## begin Material shown
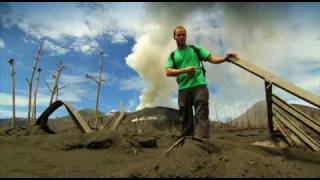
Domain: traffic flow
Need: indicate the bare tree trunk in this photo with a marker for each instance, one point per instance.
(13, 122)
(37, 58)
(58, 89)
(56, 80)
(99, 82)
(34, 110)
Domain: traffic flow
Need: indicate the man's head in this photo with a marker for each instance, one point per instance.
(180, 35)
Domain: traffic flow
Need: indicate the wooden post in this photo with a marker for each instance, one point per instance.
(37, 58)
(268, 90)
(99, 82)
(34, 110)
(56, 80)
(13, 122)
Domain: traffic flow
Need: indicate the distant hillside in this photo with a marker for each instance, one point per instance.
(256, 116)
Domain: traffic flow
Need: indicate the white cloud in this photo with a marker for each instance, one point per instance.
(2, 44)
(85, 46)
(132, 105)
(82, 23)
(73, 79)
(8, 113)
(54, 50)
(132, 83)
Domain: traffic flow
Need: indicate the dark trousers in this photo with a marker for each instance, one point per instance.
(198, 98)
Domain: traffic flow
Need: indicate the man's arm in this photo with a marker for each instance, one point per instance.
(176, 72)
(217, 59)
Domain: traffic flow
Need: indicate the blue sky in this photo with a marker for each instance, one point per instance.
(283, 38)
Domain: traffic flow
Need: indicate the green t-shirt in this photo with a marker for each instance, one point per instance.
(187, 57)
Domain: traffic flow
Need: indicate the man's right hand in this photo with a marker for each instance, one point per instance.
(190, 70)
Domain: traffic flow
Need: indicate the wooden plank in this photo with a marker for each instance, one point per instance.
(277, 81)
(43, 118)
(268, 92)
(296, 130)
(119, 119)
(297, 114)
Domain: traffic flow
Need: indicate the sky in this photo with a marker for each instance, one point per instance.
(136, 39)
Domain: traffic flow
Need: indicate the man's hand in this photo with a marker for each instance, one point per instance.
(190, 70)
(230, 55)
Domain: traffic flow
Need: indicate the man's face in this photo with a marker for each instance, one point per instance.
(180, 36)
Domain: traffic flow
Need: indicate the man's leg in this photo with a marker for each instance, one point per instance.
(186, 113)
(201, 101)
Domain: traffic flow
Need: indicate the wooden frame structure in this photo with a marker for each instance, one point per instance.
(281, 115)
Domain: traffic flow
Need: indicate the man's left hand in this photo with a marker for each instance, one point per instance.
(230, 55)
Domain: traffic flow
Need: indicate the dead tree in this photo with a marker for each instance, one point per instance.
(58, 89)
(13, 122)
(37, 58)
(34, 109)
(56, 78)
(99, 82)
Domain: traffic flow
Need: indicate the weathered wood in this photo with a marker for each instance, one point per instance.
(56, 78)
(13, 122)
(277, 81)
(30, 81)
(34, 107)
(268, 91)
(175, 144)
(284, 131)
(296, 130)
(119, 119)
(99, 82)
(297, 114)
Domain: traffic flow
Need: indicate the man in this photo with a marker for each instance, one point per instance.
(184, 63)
## end Material shown
## begin Material shown
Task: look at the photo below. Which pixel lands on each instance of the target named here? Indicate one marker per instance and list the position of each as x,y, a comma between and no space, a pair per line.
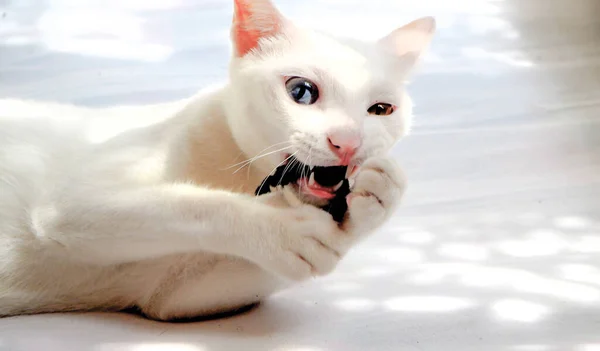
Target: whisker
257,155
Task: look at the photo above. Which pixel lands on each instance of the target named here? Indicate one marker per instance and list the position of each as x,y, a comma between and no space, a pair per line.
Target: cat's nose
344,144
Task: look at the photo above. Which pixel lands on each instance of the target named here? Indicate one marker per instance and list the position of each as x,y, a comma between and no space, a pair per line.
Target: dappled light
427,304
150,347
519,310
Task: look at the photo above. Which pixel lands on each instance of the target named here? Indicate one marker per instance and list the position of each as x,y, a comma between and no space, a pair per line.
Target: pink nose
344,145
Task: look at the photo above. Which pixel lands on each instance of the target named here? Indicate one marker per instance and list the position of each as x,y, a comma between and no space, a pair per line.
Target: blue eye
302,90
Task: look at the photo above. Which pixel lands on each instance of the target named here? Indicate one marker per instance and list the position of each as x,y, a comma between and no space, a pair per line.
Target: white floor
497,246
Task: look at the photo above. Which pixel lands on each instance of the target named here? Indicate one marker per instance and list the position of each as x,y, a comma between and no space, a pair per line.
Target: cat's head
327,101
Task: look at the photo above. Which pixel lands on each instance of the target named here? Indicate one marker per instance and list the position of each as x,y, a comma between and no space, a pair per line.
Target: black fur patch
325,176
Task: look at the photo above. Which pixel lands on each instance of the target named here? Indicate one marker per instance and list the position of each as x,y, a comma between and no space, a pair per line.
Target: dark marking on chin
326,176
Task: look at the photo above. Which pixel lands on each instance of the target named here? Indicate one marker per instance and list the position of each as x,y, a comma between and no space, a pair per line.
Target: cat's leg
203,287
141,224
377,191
## end Material shown
Count the lines in the material above that contain the string "hand", treating uppercase and lowercase as different. Give only the number.

3